Provided passage:
━━━━━━━━

Rambling around foo: November 2007

Thursday 29 November 2007

Have you ever drove your dreams?

Thomas writes about a dream of his and how his dream self failed to do the right thing.

I have been able several times, while asleep, to be aware enough to realize I was dreaming and was asleep and started to drive my dream the way I wanted.

I made myself fly superman like and fly a plane, I managed to come in second place after Ayrton Senna (this was while he was alive and I respected him too much to take his victory) I managed to do a lot of things. At some point I even managed to turn right a recursive nightmare I had and got rid of it that way.

Unfortunately, I haven't been able to do this in the last 3 or 4 years, but I know I had to set a goal before going to sleep in order to achieve it.

Has anyone else experienced this?

I thought that was Debian's 50000

Phew, Rob, I thought that was Debian's 50000th bug!

Fortunately, I haven't lost the bet!

Tuesday 27 November 2007

Updates: NSLU2, Andrew S. Tanenbaum in .ro

Last weekend was as hectic as my life has been lately: I have been trying to restore sanity into my NSLU2, I went to a lecture from Andrew S. Tanenbaum and I made a 2.5 hours drive to my parents in about 4 hours because of the fog.

━━━━━━━━

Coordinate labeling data
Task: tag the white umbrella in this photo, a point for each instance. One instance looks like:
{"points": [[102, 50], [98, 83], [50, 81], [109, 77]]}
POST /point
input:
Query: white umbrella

━━━━━━━━

Task: In the November 2007 blog page, who finished ahead of the writer in the dream race where the writer came in second place?

Solution: Ayrton Senna.